Stored data entries:
# # #
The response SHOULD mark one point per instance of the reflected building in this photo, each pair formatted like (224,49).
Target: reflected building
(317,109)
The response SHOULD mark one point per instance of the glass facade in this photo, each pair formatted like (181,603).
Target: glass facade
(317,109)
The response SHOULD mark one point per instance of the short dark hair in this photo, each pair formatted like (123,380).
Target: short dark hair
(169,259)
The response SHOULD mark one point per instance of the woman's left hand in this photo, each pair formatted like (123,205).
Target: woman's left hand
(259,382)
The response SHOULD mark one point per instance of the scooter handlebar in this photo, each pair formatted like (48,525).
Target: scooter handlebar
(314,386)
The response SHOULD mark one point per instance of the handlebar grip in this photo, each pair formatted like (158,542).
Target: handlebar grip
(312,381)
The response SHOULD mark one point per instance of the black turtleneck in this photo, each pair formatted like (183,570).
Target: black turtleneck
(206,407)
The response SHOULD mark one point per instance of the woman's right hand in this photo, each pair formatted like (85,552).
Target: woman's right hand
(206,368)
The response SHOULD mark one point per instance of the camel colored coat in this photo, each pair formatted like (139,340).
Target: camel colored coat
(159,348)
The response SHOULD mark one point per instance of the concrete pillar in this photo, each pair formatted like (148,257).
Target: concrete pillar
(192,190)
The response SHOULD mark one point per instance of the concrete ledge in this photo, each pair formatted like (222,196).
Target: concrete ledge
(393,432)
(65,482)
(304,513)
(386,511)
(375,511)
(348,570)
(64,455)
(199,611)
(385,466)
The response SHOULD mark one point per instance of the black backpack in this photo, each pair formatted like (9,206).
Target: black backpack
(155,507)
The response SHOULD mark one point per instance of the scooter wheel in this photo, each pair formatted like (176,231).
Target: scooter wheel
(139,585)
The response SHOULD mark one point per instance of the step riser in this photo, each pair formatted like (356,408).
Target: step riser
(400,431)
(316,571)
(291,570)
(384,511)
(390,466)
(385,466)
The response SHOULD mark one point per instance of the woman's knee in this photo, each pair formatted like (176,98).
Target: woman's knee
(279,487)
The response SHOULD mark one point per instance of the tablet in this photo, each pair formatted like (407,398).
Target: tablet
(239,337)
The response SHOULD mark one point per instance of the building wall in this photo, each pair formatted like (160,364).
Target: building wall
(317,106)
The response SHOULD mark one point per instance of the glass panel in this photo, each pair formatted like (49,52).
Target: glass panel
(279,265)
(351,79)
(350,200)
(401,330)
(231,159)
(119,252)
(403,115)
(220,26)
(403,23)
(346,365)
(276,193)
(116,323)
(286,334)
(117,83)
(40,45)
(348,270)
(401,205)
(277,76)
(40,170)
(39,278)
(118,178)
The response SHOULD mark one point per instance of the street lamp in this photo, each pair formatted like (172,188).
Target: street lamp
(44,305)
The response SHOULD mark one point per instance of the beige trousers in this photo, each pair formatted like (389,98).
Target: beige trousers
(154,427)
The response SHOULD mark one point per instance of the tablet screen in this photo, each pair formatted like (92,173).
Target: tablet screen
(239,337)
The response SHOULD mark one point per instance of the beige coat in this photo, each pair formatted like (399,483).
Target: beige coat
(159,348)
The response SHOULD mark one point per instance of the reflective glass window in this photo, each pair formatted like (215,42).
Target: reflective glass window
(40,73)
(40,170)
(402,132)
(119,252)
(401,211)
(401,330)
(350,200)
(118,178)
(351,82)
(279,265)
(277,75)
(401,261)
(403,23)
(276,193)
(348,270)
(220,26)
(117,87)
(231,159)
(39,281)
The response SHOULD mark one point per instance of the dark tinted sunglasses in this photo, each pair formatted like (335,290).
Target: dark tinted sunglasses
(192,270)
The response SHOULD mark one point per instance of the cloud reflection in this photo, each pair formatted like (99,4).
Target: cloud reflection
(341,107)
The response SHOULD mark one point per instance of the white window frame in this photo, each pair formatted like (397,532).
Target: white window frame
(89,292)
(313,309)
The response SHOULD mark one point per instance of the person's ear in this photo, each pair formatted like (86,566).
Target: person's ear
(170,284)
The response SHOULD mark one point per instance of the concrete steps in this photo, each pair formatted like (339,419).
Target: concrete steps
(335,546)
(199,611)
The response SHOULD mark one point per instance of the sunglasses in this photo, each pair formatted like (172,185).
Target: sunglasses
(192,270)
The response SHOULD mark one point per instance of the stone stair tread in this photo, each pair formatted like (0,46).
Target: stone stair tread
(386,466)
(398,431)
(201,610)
# # #
How to complete this task: Could you write out, exactly as they stand, only the lines above that begin at the line with "The response SHOULD mark one point per instance of the building" and stop after the line with "formatted like (215,42)."?

Task output:
The response SHOULD mark one point per instance of the building wall in this photo, each pair formatted like (160,364).
Target: building wall
(317,106)
The response SHOULD mark one point per instance of the glass panel in this photo, each pair formatted like (49,52).
Target: glass panel
(279,265)
(351,79)
(350,200)
(401,330)
(231,159)
(119,252)
(403,115)
(220,26)
(403,23)
(346,365)
(276,193)
(116,323)
(286,334)
(117,83)
(40,45)
(348,270)
(401,205)
(277,76)
(40,170)
(39,278)
(118,178)
The response SHOULD mark one point per instance of the street lamp in this photo, each pair formatted like (172,188).
Target: street lamp
(44,305)
The response SHOULD mark one point per instance of the beige trousers in this photo, each pair formatted like (389,98).
Target: beige trousers
(154,427)
The response SHOULD mark one point per instance of the tablet screen in this photo, each pair formatted like (92,173).
Target: tablet screen
(239,337)
The response SHOULD mark one point per instance of the beige coat in this photo, each pair formatted like (399,483).
Target: beige coat
(159,348)
The response SHOULD mark one point per instance of the reflective glass window in this photo, each pair formatted like (215,42).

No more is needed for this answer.